▶ [Supplied text]
§

Jeremy Ford is Having His Moment
The chef at Michelin-Starred Stubborn Seed opens Salt + Ash in the Florida Keys
Jeremy Ford is having his moment.
The Top Chef Season 13 winner and executive chef at Miami Beach’s Michelin-starred Stubborn Seed has been busy. Ford, who is also behind The Butcher’s Club at the PGA Resort in West Palm Beach, recently opened a second location of the award-winning restaurant at Resorts World in Las Vegas and has founded Ford’s Farm, a small five-and-a-half-acre farm in Florida’s Redland community.
Ford has once again expanded his reach— this time to the Florida Keys — with the opening of Salt + Ash at the Hawks Cay Resort in Duck Key. The resort is located at Mile Marker 61 on the famed Overseas Highway, about a three-hour drive from Miami, a 90-minute drive from Key West, or a quick 15-minute drive from Marathon Airport.
At Salt + Ash, Ford utilizes a cornucopia of fresh seafood at his doorstep, along with produce from his small farm, just a few hours away. He takes advantage of these resources with dishes that touch upon his fine dining expertise but still remembers that this restaurant is in a family-friendly resort in the Florida Keys.
The term “barefoot elegance” is thrown around too much these days, but Ford’s new restaurant means it with a menu that includes caviar service and a raw seafood tower, as well as wood-fired pizzas and a Smashburger.
Ford and his team, led on premises by executive chef Kyle Campbell, excel at it all.
was invited to eat at the restaurant and the standouts included a beautiful dish of organic tomatoes grown at his farm, served with stracciatella and drizzled with basil oil; charred jerk carrots, and butternut squash agnolotti with crisped sage. It’s always a good dinner for me when the chef respects vegetables as much as proteins and Ford did not disappoint.

§

▶ [Data items]
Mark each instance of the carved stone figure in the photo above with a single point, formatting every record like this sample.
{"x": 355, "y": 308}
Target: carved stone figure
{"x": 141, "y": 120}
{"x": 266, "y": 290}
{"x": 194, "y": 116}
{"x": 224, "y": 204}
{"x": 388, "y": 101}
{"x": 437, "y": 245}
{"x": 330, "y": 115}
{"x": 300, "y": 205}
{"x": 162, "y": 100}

§

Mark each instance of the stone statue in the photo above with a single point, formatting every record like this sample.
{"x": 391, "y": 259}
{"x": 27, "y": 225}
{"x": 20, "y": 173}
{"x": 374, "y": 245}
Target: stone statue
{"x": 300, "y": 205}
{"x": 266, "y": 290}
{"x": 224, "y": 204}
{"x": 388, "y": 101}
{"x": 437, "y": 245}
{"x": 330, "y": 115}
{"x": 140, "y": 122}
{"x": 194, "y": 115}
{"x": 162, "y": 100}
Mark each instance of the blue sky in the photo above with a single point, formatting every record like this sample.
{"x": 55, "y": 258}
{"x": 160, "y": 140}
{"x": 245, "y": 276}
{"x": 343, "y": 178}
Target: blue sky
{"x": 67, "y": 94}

§

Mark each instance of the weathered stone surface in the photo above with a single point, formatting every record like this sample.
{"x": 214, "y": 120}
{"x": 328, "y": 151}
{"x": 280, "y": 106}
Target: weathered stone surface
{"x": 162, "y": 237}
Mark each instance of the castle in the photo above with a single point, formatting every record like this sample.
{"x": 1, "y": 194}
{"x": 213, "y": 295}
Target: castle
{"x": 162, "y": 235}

§

▶ [Exercises]
a – Rewrite the Jeremy Ford article starting at "At Salt + Ash, Ford" and ending at "the Florida Keys.", using "bounty" in place of "cornucopia".
b – Please translate this sentence from the Jeremy Ford article into Spanish: "Ford and his team, led on premises by executive chef Kyle Campbell, excel at it all."

▶ [Answers to the exercise]
a –
At Salt + Ash, Ford utilizes a bounty of fresh seafood at his doorstep, along with produce from his small farm, just a few hours away. He takes advantage of these resources with dishes that touch upon his fine dining expertise but still remembers that this restaurant is in a family-friendly resort in the Florida Keys.

b – Ford y su equipo, dirigido en el lugar por el chef ejecutivo Kyle Campbell, sobresalen en todo.